## PROBLEM:
Retype every line from the one containing "green crop field ->" down to the one containing "30 116 L 24", both included, leaving out any pictures.

### RECORDS TO USE ###

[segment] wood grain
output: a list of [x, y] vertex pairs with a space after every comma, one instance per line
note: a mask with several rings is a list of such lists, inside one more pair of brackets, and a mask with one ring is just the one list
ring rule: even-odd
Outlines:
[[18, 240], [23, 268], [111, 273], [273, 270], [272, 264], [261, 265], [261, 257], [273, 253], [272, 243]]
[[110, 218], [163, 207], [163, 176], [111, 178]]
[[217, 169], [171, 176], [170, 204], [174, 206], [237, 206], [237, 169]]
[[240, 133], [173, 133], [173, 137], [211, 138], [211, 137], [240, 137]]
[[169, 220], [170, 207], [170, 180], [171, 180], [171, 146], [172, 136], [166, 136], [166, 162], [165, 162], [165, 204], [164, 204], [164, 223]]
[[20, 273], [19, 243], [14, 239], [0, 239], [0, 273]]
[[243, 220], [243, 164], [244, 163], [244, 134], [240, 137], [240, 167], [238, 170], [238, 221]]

###
### RECORDS TO USE ###

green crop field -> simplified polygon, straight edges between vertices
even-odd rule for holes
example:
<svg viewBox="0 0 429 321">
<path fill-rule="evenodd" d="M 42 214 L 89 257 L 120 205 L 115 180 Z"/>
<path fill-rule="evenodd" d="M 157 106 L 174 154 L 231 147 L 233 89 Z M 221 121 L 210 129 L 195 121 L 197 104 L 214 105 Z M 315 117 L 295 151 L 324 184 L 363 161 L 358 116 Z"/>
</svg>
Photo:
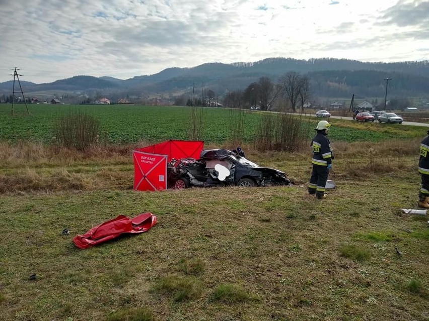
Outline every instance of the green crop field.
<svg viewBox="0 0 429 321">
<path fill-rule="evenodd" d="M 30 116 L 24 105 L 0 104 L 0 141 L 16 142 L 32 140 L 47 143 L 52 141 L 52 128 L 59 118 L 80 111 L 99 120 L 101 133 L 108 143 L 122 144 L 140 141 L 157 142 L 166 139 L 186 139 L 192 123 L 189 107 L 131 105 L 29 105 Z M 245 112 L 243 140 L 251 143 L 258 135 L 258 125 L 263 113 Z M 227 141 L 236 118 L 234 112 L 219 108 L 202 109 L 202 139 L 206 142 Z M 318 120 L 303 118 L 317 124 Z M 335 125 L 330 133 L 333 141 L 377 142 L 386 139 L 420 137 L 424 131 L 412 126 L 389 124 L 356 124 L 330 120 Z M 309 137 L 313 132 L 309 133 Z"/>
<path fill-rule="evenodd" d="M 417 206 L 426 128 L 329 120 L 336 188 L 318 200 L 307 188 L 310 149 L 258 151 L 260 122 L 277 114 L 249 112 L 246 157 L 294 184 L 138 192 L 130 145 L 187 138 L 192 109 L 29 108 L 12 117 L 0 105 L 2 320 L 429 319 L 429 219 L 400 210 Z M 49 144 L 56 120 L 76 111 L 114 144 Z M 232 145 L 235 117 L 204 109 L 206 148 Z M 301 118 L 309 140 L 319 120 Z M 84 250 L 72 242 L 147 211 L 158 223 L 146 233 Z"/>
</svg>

###

## SOLUTION:
green crop field -> simplified polygon, straight edges between vertices
even-odd rule for holes
example:
<svg viewBox="0 0 429 321">
<path fill-rule="evenodd" d="M 42 214 L 89 257 L 120 205 L 115 180 Z"/>
<path fill-rule="evenodd" d="M 157 106 L 174 154 L 231 147 L 233 89 Z M 221 121 L 210 129 L 195 121 L 197 104 L 214 105 Z M 315 117 L 295 151 L 324 184 L 363 161 L 358 116 Z"/>
</svg>
Photo:
Outline every instance of the green crop field.
<svg viewBox="0 0 429 321">
<path fill-rule="evenodd" d="M 30 116 L 24 105 L 0 104 L 0 141 L 16 142 L 32 140 L 47 143 L 52 141 L 52 128 L 59 118 L 80 111 L 99 120 L 101 133 L 108 143 L 122 144 L 140 141 L 157 142 L 166 139 L 186 139 L 192 123 L 189 107 L 131 105 L 29 105 Z M 245 112 L 243 140 L 251 143 L 258 135 L 258 125 L 263 113 Z M 227 141 L 236 118 L 234 112 L 219 108 L 202 109 L 202 139 L 206 142 Z M 318 120 L 303 118 L 317 124 Z M 335 125 L 330 133 L 333 141 L 377 142 L 386 139 L 420 137 L 424 131 L 412 126 L 389 124 L 356 124 L 330 120 Z M 309 137 L 313 132 L 309 133 Z"/>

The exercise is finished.